*Your instructions*
Collect every line in the items below that contains the word "white" and copy each of those lines in full. Matching is case-sensitive.

-- Start Input material --

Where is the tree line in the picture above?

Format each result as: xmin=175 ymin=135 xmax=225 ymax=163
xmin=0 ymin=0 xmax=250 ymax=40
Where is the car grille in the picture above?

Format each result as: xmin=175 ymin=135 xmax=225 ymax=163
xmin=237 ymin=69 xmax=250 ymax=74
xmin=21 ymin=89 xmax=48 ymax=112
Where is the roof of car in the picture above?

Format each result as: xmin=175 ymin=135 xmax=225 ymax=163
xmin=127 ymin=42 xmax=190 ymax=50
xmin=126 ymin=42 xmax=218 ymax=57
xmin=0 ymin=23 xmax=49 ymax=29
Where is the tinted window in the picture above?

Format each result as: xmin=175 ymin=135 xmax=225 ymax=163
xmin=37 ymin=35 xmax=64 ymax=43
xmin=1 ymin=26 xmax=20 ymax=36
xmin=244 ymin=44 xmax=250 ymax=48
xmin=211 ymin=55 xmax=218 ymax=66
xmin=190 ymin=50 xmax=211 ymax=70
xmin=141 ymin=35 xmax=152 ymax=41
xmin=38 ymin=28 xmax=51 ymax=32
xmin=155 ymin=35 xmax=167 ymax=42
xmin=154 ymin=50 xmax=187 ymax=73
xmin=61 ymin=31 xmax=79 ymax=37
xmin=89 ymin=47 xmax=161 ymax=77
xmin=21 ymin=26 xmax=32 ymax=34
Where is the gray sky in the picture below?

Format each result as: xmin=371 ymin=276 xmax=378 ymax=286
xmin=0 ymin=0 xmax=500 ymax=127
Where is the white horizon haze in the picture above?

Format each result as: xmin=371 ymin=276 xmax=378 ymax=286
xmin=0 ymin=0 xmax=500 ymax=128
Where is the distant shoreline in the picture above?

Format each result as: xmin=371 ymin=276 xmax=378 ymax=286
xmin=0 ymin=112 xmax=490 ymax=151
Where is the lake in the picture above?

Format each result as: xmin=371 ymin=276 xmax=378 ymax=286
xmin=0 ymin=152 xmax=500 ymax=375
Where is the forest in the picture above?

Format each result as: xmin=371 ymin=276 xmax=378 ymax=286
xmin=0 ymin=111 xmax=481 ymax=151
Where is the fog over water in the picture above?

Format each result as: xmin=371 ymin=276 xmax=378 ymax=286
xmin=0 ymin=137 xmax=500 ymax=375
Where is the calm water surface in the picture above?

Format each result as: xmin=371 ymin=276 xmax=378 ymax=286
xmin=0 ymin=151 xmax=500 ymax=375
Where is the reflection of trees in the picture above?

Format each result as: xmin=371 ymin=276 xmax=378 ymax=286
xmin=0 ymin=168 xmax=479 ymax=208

-- End Input material --
-- Start Input material --

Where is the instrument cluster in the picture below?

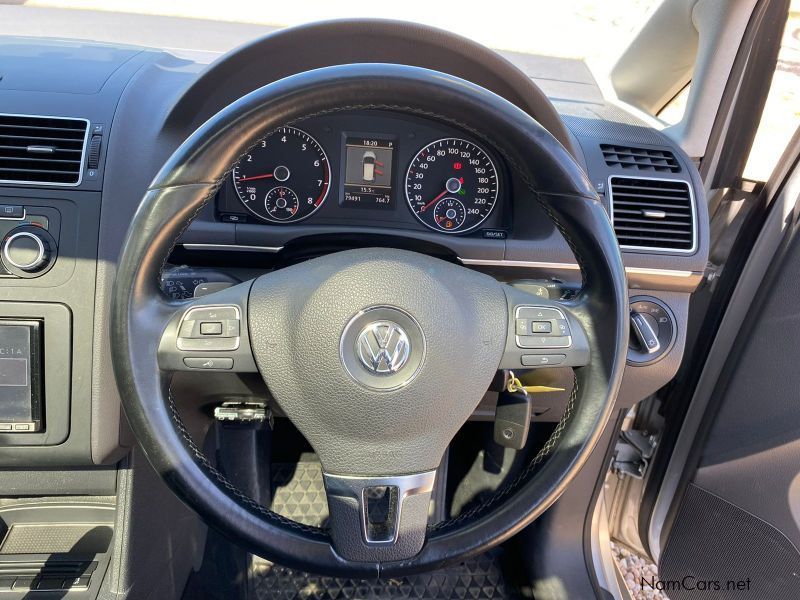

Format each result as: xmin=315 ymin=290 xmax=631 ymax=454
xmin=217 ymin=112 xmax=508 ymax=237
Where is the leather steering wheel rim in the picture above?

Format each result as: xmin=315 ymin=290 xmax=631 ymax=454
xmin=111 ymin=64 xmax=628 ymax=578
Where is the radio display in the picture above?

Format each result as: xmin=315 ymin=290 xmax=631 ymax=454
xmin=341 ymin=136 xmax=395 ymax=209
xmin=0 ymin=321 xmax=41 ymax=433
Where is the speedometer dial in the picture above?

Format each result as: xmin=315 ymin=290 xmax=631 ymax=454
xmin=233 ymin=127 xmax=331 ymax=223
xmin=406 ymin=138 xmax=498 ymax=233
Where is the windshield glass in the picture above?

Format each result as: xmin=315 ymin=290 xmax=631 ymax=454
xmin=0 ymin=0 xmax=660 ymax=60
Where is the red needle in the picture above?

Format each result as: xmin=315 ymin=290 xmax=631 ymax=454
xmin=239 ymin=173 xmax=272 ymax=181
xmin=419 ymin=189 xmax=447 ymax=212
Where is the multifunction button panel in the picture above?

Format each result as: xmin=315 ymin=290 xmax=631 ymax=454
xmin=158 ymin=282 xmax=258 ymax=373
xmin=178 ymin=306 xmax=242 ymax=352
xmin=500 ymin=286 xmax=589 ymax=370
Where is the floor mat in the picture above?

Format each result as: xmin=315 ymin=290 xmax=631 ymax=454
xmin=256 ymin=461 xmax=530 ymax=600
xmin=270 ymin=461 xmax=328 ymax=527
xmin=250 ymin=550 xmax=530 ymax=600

-- End Input material --
-- Start Input material --

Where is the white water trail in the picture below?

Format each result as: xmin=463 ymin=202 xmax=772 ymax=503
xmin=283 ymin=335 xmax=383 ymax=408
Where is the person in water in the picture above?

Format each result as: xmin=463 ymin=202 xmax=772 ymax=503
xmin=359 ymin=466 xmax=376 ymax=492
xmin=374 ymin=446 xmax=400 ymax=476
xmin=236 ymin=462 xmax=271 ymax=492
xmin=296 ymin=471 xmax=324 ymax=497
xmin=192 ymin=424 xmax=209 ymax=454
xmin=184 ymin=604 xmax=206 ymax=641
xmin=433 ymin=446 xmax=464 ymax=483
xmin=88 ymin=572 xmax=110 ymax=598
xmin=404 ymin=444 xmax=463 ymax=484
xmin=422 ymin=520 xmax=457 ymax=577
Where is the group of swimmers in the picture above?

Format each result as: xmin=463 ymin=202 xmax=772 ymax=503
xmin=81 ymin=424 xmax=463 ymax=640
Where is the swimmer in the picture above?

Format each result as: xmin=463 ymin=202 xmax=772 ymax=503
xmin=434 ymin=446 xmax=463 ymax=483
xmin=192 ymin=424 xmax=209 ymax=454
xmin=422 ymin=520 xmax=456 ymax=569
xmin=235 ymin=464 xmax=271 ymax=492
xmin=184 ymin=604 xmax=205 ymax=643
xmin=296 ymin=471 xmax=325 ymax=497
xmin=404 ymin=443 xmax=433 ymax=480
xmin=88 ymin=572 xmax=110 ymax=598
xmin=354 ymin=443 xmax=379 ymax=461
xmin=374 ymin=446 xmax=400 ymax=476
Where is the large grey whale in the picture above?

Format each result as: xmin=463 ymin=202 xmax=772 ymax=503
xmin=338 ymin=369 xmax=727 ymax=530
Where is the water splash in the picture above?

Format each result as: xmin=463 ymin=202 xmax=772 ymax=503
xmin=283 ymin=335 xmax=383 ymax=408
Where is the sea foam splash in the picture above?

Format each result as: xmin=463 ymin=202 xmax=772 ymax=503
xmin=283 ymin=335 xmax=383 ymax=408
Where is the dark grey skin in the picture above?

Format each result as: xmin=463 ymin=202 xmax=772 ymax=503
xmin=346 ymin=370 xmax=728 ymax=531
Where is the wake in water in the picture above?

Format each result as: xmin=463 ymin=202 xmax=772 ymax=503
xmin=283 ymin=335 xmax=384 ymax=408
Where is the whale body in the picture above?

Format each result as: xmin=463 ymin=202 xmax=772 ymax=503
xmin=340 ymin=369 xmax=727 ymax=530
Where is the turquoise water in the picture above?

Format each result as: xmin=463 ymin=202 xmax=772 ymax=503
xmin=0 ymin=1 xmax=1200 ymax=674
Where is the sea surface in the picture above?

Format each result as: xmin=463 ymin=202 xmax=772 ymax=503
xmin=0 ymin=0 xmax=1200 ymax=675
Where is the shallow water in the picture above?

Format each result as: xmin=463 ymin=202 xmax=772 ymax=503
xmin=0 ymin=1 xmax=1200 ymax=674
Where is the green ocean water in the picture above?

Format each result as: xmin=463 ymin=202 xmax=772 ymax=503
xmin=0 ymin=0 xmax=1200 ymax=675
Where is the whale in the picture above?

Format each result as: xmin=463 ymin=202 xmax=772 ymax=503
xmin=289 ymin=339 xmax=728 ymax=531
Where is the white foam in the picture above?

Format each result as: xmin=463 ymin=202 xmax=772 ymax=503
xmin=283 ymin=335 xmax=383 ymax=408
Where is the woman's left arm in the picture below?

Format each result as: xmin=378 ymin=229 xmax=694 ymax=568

-- End Input material --

*Task result*
Where is the white horizon haze in the picture above?
Where is the white water trail in the picture below?
Where is the white foam in the picture above?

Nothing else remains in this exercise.